■ **Source passage**:

One of the wavelengths of light emitted by hydrogen atoms under normal laboratory conditions is \(\lambda=656.3 \mathrm{nm},\) in the red portion of the electromagnetic spectrum. In the light emitted from a distant galaxy this same spectral line is observed to be Doppler-shifted to \(\lambda=953.4 \mathrm{nm},\) in the infrared portion of the spectrum. How fast are the emitting atoms moving relative to the earth? Are they approaching the earth or receding from it?

Short Answer

Expert verified
The emitting atoms are moving at approximately 1.35 * 10^8 m/s relative to Earth, moving away from it.

Stored data

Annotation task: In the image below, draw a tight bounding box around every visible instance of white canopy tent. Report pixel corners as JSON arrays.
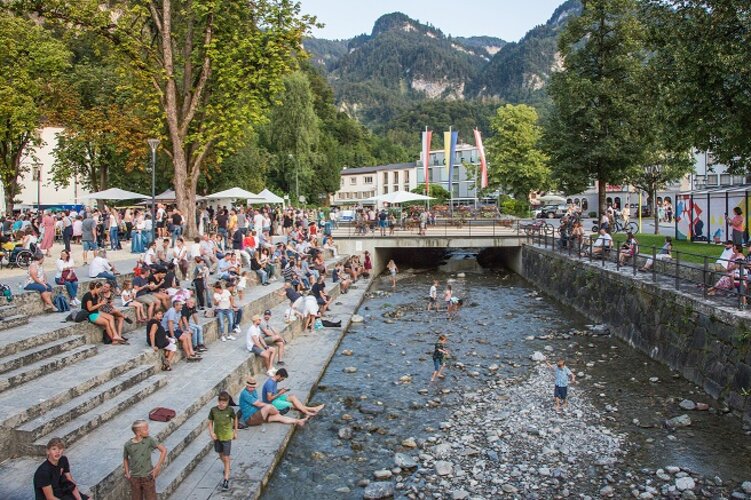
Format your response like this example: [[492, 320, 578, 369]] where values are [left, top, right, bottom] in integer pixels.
[[258, 189, 284, 204], [362, 191, 435, 204], [81, 188, 148, 200], [205, 187, 266, 203]]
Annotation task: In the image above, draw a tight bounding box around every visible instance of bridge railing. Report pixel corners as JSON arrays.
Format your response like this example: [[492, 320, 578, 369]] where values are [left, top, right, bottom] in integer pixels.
[[333, 219, 526, 238], [527, 233, 751, 309]]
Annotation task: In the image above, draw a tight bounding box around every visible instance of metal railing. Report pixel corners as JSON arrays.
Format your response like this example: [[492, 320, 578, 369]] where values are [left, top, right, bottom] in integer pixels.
[[527, 234, 751, 310], [332, 219, 524, 238]]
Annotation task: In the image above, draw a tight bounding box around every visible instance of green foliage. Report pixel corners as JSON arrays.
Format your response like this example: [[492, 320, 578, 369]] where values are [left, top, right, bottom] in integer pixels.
[[487, 104, 550, 203], [545, 0, 645, 212], [414, 184, 451, 206], [643, 0, 751, 173], [0, 12, 71, 210]]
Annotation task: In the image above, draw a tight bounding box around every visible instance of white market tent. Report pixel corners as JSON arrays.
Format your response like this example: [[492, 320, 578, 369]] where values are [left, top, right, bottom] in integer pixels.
[[81, 188, 148, 200], [205, 187, 266, 203], [258, 189, 284, 204], [362, 191, 435, 204]]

■ **Exercises to complete**:
1. Reproduce the hydrogen spectral line passage word for word, starting at "One of the wavelengths" and ending at "away from it.".
2. Take the hydrogen spectral line passage further, picking up right after its last sentence.
The records aren't needed for any of this.

■ **Results of the tasks**:
1.
One of the wavelengths of light emitted by hydrogen atoms under normal laboratory conditions is \(\lambda=656.3 \mathrm{nm},\) in the red portion of the electromagnetic spectrum. In the light emitted from a distant galaxy this same spectral line is observed to be Doppler-shifted to \(\lambda=953.4 \mathrm{nm},\) in the infrared portion of the spectrum. How fast are the emitting atoms moving relative to the earth? Are they approaching the earth or receding from it?

Short Answer

Expert verified
The emitting atoms are moving at approximately 1.35 * 10^8 m/s relative to Earth, moving away from it.

2.
Step by step solution

01

Use the Redshift formula

The redshift formula relates the observed wavelength \(\lambda\), the rest wavelength \(\lambda_0\), and the relative speed \(v\) of the source using the formula: \[ z = \frac{\Delta\lambda}{\lambda_0} = \frac{\lambda - \lambda_0}{\lambda_0} = \frac{v}{c}\], where: \(\Delta\lambda\) is the change in wavelength, \(v\) is the speed of the source, and \(c\) is the speed of light.
02

Compute for relative speed

Insert the given values \(\lambda\) = 953.4 nm, \(\lambda_0\) = 656.3 nm, and \(c\) = 3 * 10^8 m/s into the equation to calculate \(v\). \[ v = zc = \frac{\lambda - \lambda_0}{\lambda_0} * c \]
03

Determine the direction of motion

If the spectral line is redshifted (i.e., shifted to a longer wavelength), the galaxy is receding from us. If it were blueshifted (shifted to a shorter wavelength), it would be approaching us.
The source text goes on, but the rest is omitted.